# [Data listing]
--------------------------------
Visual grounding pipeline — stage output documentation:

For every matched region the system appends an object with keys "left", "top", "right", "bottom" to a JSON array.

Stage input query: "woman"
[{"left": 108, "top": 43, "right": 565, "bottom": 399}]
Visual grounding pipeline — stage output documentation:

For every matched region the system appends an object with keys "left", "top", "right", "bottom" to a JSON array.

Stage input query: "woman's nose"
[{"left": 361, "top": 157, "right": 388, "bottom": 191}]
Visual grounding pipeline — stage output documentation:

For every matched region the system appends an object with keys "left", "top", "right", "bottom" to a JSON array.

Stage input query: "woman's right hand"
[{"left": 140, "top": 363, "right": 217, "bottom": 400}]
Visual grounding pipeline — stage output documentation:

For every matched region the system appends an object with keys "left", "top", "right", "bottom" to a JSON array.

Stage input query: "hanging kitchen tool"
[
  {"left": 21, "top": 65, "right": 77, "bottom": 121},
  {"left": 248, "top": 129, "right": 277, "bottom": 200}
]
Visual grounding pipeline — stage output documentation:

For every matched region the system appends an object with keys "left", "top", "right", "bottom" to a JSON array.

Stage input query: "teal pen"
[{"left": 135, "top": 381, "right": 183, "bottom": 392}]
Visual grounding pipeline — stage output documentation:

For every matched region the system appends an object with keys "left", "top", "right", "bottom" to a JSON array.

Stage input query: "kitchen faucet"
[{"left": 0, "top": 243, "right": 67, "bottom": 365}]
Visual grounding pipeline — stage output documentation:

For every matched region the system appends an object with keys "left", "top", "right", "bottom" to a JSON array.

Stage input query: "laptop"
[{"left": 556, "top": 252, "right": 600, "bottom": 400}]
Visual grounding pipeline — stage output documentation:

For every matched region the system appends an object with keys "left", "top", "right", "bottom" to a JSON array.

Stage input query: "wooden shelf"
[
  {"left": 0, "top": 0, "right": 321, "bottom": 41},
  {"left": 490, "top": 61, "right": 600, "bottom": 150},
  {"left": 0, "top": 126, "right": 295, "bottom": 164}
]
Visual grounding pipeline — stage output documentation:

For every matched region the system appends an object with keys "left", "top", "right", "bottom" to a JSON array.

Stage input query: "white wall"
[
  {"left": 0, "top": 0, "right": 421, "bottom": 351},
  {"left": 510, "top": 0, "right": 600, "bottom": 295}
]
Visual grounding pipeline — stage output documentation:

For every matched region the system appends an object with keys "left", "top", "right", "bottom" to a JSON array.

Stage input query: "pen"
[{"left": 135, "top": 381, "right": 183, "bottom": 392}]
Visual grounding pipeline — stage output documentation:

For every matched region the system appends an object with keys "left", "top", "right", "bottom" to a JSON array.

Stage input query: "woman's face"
--------------------------------
# [Set problem]
Pull out each line from the entries above that contains the string "woman", treating uppercase and lowercase as different.

# [Task answer]
Stage input query: "woman"
Stage input query: "woman's nose"
Stage input query: "woman's right hand"
Stage input query: "woman's face"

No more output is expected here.